START

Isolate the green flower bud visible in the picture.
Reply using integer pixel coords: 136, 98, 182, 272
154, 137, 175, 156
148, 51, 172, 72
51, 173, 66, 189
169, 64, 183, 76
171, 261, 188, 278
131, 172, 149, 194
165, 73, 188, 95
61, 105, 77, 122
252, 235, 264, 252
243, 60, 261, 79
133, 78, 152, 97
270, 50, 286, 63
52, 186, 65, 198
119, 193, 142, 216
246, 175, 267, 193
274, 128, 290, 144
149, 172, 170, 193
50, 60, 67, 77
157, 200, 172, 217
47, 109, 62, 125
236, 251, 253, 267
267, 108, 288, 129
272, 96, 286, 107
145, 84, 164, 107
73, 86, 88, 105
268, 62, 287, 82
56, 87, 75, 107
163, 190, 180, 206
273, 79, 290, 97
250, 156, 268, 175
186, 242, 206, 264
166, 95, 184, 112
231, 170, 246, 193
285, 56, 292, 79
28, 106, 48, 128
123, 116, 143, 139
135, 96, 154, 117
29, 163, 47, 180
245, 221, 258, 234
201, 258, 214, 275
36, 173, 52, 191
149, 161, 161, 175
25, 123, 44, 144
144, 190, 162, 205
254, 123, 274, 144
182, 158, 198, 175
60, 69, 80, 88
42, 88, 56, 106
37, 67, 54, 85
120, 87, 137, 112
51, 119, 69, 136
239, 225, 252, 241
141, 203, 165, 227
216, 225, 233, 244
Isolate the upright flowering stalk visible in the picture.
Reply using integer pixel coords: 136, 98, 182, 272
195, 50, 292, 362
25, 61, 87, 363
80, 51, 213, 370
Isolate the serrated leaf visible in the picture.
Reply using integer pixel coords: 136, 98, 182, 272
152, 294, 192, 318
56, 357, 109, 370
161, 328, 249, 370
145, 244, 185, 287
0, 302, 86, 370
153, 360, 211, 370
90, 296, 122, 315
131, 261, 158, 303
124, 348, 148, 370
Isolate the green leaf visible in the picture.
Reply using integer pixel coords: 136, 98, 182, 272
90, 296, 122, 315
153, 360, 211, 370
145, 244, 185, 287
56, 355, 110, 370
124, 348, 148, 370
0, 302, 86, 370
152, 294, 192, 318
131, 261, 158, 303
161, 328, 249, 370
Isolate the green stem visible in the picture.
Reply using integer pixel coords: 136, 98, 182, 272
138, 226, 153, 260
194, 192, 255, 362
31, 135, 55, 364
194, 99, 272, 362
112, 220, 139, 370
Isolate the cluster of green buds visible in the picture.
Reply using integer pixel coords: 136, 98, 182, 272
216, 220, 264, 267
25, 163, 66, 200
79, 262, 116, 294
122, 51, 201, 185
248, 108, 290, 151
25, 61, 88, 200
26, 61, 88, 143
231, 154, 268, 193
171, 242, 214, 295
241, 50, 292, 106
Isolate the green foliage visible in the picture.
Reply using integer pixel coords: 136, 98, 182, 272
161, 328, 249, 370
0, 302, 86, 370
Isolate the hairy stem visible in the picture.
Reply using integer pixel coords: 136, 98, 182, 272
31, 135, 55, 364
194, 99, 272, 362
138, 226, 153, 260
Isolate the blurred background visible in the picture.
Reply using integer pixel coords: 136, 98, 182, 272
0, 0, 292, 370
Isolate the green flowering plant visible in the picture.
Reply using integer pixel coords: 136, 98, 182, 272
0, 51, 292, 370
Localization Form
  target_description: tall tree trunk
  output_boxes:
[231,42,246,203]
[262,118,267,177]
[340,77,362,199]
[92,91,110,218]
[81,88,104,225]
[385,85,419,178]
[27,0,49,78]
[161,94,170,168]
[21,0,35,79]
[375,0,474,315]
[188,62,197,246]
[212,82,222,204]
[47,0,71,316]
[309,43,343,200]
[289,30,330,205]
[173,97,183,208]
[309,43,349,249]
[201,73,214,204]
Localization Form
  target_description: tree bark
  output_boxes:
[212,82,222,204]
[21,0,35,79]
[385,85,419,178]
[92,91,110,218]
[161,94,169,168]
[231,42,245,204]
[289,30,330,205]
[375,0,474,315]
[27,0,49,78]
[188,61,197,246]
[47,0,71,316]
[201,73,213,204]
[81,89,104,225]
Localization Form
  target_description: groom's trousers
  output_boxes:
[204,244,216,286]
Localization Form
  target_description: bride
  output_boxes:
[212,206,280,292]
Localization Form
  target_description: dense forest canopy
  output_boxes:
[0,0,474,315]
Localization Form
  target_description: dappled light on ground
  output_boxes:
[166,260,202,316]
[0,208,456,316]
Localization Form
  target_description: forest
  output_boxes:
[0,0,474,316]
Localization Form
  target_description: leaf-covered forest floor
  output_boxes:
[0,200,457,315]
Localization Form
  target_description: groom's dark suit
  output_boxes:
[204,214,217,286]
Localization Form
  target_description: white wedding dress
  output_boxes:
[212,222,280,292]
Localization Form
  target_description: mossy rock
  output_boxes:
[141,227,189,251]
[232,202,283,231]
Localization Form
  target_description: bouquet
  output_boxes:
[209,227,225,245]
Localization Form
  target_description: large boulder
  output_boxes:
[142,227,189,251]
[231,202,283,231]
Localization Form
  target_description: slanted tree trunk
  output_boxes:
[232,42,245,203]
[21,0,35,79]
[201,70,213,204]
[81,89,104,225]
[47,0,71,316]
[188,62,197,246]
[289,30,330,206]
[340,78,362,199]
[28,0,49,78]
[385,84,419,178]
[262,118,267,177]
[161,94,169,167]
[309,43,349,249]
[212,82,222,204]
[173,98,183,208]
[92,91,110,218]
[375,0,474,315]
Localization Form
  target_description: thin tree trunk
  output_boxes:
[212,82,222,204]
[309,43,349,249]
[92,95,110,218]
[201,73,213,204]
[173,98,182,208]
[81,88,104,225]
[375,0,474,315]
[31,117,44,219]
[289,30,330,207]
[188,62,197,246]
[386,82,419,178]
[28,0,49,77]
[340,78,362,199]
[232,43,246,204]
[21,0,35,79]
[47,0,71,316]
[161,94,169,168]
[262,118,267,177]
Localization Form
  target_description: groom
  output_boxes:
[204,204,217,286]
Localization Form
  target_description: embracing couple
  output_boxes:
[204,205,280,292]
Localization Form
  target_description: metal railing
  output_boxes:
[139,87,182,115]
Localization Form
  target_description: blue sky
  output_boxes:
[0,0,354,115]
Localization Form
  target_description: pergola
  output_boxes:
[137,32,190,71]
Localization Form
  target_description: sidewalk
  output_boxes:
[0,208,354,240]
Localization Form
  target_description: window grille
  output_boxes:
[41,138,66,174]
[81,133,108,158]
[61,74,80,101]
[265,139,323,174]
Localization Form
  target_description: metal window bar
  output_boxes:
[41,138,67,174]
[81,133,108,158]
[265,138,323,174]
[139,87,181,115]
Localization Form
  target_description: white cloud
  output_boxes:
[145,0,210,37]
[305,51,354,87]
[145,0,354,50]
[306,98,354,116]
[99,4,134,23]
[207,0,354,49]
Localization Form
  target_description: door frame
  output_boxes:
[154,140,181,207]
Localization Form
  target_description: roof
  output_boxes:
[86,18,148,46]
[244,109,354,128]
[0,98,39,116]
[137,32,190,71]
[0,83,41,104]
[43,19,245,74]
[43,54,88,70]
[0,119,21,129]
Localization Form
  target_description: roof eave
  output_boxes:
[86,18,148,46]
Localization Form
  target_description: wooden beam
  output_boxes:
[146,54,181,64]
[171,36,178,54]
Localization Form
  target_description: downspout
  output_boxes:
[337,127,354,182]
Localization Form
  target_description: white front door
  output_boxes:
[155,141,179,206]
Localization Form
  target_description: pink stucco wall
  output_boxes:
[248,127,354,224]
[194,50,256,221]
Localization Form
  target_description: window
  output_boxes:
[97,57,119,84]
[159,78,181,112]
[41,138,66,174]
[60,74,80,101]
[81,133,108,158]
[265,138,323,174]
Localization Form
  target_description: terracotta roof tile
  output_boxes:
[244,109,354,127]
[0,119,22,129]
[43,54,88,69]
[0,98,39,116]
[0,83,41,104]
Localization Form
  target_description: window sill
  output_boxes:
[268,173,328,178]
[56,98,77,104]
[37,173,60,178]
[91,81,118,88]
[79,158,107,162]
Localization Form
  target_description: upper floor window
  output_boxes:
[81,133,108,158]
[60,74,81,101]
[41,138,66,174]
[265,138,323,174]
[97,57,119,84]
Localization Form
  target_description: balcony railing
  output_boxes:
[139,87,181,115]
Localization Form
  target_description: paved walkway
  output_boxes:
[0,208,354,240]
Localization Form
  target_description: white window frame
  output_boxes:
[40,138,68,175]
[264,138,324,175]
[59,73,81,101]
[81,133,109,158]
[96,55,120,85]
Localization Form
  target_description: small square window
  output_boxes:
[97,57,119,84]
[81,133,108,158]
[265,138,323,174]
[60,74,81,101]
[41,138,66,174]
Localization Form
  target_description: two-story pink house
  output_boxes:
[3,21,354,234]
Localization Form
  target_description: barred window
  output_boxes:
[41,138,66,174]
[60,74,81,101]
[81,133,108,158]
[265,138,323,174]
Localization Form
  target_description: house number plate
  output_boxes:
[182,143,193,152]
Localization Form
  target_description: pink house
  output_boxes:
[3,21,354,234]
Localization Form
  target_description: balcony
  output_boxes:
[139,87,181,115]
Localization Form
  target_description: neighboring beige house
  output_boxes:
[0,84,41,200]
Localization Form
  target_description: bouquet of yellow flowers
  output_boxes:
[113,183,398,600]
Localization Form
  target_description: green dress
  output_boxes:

END

■ What you are asked to do: Report every line in the records above that contains the string "leaf", copying each such line in full. Case counts, so match only that exact capitalization.

■ Task answer:
Isolate the serrated leaf visible in the picture.
Isolate the green leaf visible in the picture.
  target_description: leaf-covered forest floor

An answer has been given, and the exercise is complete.